BEGIN DATA SHOWN

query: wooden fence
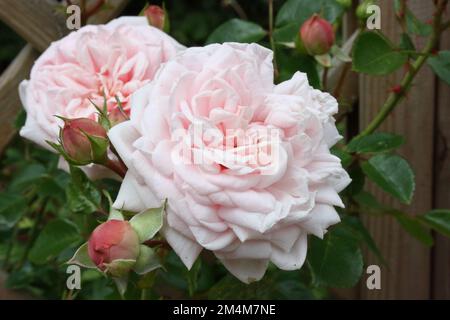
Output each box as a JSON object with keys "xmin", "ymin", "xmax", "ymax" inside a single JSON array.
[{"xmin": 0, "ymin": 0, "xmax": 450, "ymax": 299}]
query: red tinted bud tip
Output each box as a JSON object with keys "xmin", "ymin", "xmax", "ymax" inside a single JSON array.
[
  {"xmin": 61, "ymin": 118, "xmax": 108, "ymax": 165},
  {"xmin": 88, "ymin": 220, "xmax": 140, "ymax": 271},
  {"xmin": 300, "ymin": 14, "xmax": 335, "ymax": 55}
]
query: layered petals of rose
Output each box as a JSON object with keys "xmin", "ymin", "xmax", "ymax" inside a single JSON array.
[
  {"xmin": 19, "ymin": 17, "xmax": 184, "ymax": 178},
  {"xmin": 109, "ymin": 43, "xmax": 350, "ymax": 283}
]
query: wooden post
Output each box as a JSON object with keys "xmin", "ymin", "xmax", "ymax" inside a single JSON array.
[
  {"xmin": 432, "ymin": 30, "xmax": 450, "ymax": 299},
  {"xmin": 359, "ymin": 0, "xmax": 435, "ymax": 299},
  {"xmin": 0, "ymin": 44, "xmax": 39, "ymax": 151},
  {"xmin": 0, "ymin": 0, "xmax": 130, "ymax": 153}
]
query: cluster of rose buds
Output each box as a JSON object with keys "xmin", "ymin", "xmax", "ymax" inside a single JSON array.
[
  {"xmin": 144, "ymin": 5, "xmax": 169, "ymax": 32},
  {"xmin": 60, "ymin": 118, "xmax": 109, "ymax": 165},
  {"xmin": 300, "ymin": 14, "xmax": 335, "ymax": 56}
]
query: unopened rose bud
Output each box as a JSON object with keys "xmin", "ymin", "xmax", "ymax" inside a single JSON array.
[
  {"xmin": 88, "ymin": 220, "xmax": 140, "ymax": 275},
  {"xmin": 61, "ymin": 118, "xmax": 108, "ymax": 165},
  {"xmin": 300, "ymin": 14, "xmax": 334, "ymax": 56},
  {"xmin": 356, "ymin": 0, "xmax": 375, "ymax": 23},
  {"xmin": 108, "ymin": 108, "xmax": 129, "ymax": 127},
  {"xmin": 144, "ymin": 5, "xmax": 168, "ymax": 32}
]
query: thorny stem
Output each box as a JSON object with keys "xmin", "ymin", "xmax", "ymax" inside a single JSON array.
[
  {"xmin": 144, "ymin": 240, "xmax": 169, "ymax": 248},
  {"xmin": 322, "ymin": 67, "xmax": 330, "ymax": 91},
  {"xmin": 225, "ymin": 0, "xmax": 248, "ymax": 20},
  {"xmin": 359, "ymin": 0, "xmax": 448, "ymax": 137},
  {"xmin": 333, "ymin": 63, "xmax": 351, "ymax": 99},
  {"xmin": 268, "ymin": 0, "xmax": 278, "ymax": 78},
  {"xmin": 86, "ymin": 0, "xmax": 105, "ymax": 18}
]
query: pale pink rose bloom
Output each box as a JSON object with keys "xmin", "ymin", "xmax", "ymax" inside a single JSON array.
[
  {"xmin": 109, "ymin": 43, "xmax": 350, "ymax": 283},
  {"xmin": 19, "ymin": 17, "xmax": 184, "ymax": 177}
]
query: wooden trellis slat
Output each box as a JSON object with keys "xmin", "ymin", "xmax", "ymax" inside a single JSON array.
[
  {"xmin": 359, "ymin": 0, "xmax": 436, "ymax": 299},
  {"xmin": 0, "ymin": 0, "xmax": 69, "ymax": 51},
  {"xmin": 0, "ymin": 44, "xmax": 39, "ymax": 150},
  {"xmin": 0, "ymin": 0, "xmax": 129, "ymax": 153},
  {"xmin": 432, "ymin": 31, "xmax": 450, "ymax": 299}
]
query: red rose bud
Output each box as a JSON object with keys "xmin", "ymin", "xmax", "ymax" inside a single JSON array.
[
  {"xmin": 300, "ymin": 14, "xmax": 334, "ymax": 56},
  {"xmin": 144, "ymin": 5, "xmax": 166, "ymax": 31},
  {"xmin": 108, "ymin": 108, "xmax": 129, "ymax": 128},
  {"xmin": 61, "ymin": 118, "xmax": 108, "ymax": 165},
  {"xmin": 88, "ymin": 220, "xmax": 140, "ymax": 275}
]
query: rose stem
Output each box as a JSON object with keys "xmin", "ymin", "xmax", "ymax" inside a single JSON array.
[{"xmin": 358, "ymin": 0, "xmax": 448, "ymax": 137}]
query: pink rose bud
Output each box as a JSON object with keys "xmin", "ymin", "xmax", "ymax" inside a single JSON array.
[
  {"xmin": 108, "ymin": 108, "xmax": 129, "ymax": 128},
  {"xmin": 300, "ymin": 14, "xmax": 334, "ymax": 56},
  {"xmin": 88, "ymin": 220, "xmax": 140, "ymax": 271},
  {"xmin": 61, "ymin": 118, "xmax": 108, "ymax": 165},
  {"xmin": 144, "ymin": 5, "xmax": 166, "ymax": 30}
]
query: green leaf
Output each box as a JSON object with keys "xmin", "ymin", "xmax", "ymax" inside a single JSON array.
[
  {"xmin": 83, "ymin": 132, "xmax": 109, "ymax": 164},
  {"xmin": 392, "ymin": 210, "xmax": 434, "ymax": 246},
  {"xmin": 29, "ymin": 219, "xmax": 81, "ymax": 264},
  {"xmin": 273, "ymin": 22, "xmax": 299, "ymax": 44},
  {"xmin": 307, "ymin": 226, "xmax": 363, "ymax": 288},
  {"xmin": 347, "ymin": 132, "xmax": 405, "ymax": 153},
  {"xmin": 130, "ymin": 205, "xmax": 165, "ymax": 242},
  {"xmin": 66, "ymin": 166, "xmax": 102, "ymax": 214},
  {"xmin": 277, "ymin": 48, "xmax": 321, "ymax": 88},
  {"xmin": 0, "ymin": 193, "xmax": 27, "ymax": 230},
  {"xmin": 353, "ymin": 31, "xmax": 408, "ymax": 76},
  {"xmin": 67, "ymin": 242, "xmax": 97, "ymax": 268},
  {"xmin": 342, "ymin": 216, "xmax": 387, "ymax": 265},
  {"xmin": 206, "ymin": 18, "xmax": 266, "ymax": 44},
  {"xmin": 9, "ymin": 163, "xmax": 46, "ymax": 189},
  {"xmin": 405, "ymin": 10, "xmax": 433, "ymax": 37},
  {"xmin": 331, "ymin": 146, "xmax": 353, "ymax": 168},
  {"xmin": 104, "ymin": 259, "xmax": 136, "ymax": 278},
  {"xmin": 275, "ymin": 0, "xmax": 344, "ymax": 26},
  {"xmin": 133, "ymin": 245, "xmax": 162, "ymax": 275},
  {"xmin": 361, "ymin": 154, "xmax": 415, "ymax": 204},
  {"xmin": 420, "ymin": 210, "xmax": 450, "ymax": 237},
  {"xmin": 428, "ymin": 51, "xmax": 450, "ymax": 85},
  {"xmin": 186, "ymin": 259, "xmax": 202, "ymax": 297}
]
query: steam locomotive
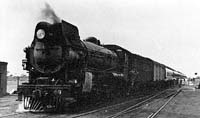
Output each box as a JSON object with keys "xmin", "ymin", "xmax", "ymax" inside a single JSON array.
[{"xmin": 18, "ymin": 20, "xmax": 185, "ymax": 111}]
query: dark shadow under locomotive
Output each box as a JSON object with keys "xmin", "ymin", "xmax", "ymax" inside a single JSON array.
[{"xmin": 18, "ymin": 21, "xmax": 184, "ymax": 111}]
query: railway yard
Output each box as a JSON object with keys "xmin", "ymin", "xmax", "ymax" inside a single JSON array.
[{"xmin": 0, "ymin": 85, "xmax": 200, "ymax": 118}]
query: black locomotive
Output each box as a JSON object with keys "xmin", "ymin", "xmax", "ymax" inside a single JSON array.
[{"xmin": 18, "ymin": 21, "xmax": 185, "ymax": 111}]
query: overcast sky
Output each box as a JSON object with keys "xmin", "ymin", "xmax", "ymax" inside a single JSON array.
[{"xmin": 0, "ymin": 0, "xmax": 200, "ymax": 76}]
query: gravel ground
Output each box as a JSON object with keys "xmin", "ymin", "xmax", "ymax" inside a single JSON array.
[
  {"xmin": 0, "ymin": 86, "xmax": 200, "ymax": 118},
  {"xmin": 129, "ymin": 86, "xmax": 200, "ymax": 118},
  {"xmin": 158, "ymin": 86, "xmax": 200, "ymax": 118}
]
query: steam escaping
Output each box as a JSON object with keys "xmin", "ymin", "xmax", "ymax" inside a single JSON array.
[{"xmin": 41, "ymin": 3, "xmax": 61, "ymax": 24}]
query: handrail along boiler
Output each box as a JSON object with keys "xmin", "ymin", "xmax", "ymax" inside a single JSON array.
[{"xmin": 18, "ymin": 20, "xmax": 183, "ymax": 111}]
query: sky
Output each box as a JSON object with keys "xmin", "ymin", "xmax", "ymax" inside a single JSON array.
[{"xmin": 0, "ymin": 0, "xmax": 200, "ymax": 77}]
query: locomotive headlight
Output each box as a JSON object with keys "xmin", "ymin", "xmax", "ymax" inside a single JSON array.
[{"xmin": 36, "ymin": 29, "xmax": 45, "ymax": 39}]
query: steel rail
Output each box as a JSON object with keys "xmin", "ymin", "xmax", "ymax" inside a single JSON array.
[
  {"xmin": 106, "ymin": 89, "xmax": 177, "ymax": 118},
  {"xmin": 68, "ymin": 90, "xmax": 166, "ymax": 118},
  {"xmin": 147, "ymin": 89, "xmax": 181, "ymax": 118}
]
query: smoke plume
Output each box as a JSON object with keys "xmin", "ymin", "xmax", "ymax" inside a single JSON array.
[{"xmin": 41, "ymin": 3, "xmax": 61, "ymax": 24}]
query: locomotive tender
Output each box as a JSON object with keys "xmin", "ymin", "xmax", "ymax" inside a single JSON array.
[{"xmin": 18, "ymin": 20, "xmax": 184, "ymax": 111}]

END DATA SHOWN
BEGIN DATA SHOWN

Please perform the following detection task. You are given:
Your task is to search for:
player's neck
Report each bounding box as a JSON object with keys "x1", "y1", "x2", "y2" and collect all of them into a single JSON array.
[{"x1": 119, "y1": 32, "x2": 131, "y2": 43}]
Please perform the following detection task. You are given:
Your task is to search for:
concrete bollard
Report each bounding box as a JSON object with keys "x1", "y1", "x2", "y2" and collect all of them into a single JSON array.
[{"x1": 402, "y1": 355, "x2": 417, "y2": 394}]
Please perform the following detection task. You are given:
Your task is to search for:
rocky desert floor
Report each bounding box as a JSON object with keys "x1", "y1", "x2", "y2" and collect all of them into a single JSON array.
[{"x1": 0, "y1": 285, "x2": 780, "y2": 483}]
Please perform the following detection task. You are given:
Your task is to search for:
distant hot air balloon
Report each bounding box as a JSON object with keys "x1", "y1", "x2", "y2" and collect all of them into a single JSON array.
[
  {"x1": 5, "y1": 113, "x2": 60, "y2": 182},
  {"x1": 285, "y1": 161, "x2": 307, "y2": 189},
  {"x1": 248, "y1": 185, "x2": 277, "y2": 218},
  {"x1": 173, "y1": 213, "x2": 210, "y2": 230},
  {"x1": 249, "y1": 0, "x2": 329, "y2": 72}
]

END DATA SHOWN
BEGIN DATA SHOWN

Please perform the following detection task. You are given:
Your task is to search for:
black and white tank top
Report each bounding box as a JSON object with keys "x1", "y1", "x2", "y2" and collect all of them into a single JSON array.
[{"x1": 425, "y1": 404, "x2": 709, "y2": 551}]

END DATA SHOWN

DIRECTIONS FOR THIS TASK: Report every line above that contains the word "pink", copying each one in full. Matching is case-sensitive.

COMPLETED EXERCISE:
query: pale pink rose bloom
query: pink rose bud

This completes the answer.